> Travail demandé
1. Répondez aux questions suivantes à l'aide de l'extrait sur le projet de loi relatif à l'espace numérique :
(a) Quelle somme la concitoyenne victime d'hameçonnage s'est-elle fait voler ?
(b) Pendant combien de temps les députés de la commission spéciale ont-ils mené leurs auditions ?
(c) Quel cadre de régulation, d'abord prévu par voie d'ordonnance, a finalement été inscrit en dur dans le projet de loi ?
2. Recopiez fidèlement le passage de l'extrait sur le projet de loi relatif à l'espace numérique qui commence par les mots « Deuxième disposition phare » et s'achève sur « développement des JONUM. ».

«Encore récemment, une concitoyenne m’a fait part de son désarroi face à l’hameçonnage dont elle a été victime. Mise en confiance par des escrocs se faisant passer pour sa banque, elle a ainsi été volée de pas moins de 5 000 euros. Si un filtre anti-arnaques avait été en place, les chances qu’une telle escroquerie se produise auraient été beaucoup plus réduites.»
Bruno STUDER
Pour empêcher de telles situations, le Gouvernement et la majorité ont décidé d’agir afin que ce qui est interdit hors ligne le soit également en ligne. Le projet de loi Sécuriser et réguler l’espace numérique, porté par Jean-Noël BARROT, ministre délégué chargé du Numérique, renforce notre arsenal en matière de lutte contre les escroqueries, de lutte contre le harcèlement et de protection des mineurs en ligne.
Pendant deux mois, les députés membres de la commission spéciale constituée pour le suivi du projet de loi ont auditionné un grand nombre d’acteurs professionnels et de la société civile avant l’examen du texte en Commission puis en séance publique.

À la suite du Sénat, l’examen du projet de loi à l’Assemblée nationale a été l’occasion de préciser les principales mesures du texte. Ainsi, les dispositions du titre Ier relatives à la protection des mineurs de l’exposition à la pornographie en ligne, qui renforcent les pouvoirs de l’ARCOM en la matière, ont été réécrites en profondeur, notamment celles concernant le référentiel du contrôle de l’âge que doivent mettre en place les sites à caractère pornographique. L’échelle des sanctions pécuniaires encourues a été relevée et une obligation d’affichage d’un écran noir tant que l’âge de l’utilisateur n’a pas été vérifié a été inscrite dans la loi.
Deuxième disposition phare du projet de loi, le déploiement du filtre national de cybersécurité (filtre anti-arnaques) permettra de limiter les risques d’hameçonnage tels que ceux évoqués en introduction. Le périmètre de cette mesure, qui a déjà été mise en place dans d’autres pays, a été précisé pour garantir son effectivité et en assurer la proportionnalité au regard des libertés publiques.
Enfin, le cadre de régulation des jeux numériques monétisables (JONUM), qui devait initialement faire l’objet d’une habilitation à légiférer par voie d’ordonnance, a finalement été inscrit en dur dans le projet de loi. Ces dispositions font de la France l’un des pays les plus en avance en matière d’encadrement du développement des JONUM.
Par ailleurs, les députés ont introduit un grand nombre de dispositions nouvelles qui renforcent la portée du texte. Celles-ci peuvent être regroupées en trois axes:
- Interdire en ligne ce qui l’est hors ligne;
- Donner corps à la citoyenneté numérique;
- Donner confiance dans l’économie de la donnée.

> Lignes présentées
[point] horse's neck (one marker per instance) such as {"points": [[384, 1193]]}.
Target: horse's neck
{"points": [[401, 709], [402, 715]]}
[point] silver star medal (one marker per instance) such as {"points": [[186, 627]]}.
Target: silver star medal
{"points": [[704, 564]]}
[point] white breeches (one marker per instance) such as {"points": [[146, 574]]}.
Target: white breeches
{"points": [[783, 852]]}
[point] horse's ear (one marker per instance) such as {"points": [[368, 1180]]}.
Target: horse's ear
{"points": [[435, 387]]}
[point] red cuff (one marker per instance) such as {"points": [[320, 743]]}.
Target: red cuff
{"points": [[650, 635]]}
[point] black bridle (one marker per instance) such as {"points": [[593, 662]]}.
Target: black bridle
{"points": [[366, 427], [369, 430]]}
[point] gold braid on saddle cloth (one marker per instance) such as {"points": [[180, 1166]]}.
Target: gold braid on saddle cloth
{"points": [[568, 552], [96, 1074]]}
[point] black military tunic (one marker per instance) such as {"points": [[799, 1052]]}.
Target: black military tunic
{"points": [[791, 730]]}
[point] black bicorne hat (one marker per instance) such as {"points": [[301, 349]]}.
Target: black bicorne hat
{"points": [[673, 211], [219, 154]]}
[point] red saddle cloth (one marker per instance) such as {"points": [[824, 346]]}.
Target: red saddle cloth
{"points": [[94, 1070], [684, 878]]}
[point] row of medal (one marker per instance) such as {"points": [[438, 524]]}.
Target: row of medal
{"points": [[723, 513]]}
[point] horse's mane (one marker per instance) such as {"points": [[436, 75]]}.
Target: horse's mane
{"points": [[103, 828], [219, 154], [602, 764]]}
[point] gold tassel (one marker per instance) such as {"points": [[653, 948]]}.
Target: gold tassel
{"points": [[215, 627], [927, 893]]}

> Réponses attendues
1.
(a) 5 000 euros.
(b) Pendant deux mois.
(c) Le cadre de régulation des jeux numériques monétisables (JONUM).

2.
Deuxième disposition phare du projet de loi, le déploiement du filtre national de cybersécurité (filtre anti-arnaques) permettra de limiter les risques d’hameçonnage tels que ceux évoqués en introduction. Le périmètre de cette mesure, qui a déjà été mise en place dans d’autres pays, a été précisé pour garantir son effectivité et en assurer la proportionnalité au regard des libertés publiques.
Enfin, le cadre de régulation des jeux numériques monétisables (JONUM), qui devait initialement faire l’objet d’une habilitation à légiférer par voie d’ordonnance, a finalement été inscrit en dur dans le projet de loi. Ces dispositions font de la France l’un des pays les plus en avance en matière d’encadrement du développement des JONUM.